* **Exercise instructions**
Return every one of the rows below word for word, changing nothing and leaving nothing out.

* **Listed records**
******************************

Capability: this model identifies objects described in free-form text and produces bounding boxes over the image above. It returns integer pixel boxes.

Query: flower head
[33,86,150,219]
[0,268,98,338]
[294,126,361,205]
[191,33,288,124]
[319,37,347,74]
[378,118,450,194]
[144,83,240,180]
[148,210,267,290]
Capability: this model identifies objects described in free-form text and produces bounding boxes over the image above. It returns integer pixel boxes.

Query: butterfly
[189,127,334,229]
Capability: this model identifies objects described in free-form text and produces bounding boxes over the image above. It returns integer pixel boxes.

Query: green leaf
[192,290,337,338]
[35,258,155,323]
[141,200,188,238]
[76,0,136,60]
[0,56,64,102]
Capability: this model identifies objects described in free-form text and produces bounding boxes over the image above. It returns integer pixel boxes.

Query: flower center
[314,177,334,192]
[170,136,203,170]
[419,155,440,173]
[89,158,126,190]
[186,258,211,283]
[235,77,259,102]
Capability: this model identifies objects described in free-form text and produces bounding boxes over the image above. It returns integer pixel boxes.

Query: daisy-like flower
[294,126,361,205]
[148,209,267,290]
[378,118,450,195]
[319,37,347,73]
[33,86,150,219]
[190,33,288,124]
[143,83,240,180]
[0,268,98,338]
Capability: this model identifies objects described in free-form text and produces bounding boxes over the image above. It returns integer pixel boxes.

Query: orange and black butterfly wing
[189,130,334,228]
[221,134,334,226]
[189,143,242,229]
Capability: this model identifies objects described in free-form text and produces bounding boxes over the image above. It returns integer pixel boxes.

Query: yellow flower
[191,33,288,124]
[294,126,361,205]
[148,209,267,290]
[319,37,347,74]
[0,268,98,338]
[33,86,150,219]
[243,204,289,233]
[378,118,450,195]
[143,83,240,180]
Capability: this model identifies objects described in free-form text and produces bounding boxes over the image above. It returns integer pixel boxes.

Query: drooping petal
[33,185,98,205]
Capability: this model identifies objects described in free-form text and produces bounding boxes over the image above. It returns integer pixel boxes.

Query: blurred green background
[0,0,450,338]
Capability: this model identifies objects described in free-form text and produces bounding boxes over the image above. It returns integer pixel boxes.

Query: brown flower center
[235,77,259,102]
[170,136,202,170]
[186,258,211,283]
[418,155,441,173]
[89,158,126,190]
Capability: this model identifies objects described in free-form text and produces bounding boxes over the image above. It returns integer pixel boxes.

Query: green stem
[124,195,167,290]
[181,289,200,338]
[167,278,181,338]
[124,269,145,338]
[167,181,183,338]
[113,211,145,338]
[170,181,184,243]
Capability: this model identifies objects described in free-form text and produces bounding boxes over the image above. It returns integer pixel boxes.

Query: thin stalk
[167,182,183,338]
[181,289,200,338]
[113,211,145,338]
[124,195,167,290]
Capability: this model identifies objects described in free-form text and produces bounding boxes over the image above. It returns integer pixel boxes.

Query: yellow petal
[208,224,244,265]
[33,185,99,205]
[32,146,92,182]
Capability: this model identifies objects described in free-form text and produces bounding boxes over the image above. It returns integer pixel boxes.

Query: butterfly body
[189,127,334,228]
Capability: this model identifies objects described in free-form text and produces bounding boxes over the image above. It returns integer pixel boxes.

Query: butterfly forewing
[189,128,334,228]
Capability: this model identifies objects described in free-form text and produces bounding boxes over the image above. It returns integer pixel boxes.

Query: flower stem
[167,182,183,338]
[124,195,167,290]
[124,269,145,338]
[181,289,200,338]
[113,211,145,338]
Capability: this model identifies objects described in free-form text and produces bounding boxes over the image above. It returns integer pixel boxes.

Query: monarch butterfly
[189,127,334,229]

******************************

* **Written answer**
Capability: this model identifies objects described in free-form text and produces bounding boxes over the image above. It returns integer pixel boxes.

Query: flower head
[33,86,150,219]
[0,268,98,338]
[294,126,361,205]
[191,33,288,124]
[319,37,347,74]
[378,118,450,194]
[144,83,240,180]
[148,210,267,290]
Capability: this model identifies objects described in free-form text and produces bounding boxes over the image above. It returns integer pixel boxes.

Query: butterfly
[189,127,334,229]
Capability: this model identifies objects described in free-form text and produces bounding boxes over the image above. It returns integer pixel boxes.

Query: green leaf
[192,290,337,338]
[35,258,155,323]
[141,200,188,238]
[76,0,136,60]
[0,56,64,102]
Capability: this model identifies objects described in free-form text and produces bounding boxes over the image above. It returns integer pixel boxes.

Query: flower center
[314,177,334,192]
[170,136,203,170]
[419,155,440,173]
[89,158,126,190]
[186,258,211,283]
[235,77,259,102]
Capability: this model identifies objects described in free-form text and produces bounding boxes over the image above. It returns integer pixel boxes.

Query: daisy-like flower
[294,126,361,205]
[148,209,267,290]
[378,118,450,195]
[319,37,347,73]
[33,86,150,219]
[190,33,288,124]
[143,83,240,180]
[0,268,98,338]
Capability: this model identifies objects described in free-form text and produces bounding boxes over the image above. It returns integer pixel boxes.

Query: orange and black butterfly wing
[189,130,334,228]
[221,134,334,226]
[189,143,242,229]
Capability: this model identifies objects described in free-form text and produces bounding boxes over the image above. It returns integer pixel boxes.

Query: yellow flower
[191,33,288,124]
[294,126,361,205]
[148,209,267,290]
[319,37,347,74]
[0,268,98,338]
[33,86,150,219]
[243,204,289,233]
[378,118,450,195]
[143,83,240,180]
Capability: this model identifies objects described in free-form text and produces bounding boxes over the image above. It returns integer pixel boxes.

Query: drooping petal
[33,185,98,205]
Capability: this model identifies objects described in free-form text and produces bounding boxes over the image above. It returns integer pixel boxes.

Query: blurred green background
[0,0,450,338]
Capability: this model identifies objects described in free-form text and produces bounding boxes over the image above. It returns integer pixel boxes.

Query: brown flower center
[235,77,259,102]
[170,136,202,170]
[186,258,211,283]
[418,155,441,173]
[89,158,126,190]
Capability: this model identifies objects described in free-form text and produces bounding boxes over the image above. It returns integer pixel boxes.

Query: green stem
[124,195,167,290]
[181,289,200,338]
[167,278,181,338]
[124,269,145,338]
[167,181,183,338]
[113,211,145,338]
[170,181,184,243]
Capability: this model identifies objects described in free-form text and produces bounding boxes over the image above. It returns integer pixel boxes.

Query: thin stalk
[167,182,183,338]
[181,289,200,338]
[113,211,145,338]
[124,195,167,290]
Capability: this model identifies objects described in free-form text and produces bounding boxes over the image above. It returns integer pixel boxes.

Query: yellow petal
[208,224,244,265]
[33,185,99,205]
[32,146,92,182]
Capability: this model identifies objects described in free-form text and produces bounding boxes over the image above. It returns integer pixel boxes.

Query: butterfly body
[189,127,334,228]
Capability: this model identifies objects described in free-form text and produces bounding boxes over the image above. It returns integer pixel boxes.

Query: butterfly forewing
[189,128,334,228]
Capability: this model identifies objects described in free-form text and produces bounding boxes over the image above. It returns integer pixel boxes.

Query: flower stem
[167,182,183,338]
[124,195,167,290]
[124,269,145,338]
[181,289,200,338]
[113,211,145,338]
Capability: this model identifies objects described in free-form text and produces bounding boxes over the image above. It returns integer pixel boxes.

Query: monarch butterfly
[189,127,334,229]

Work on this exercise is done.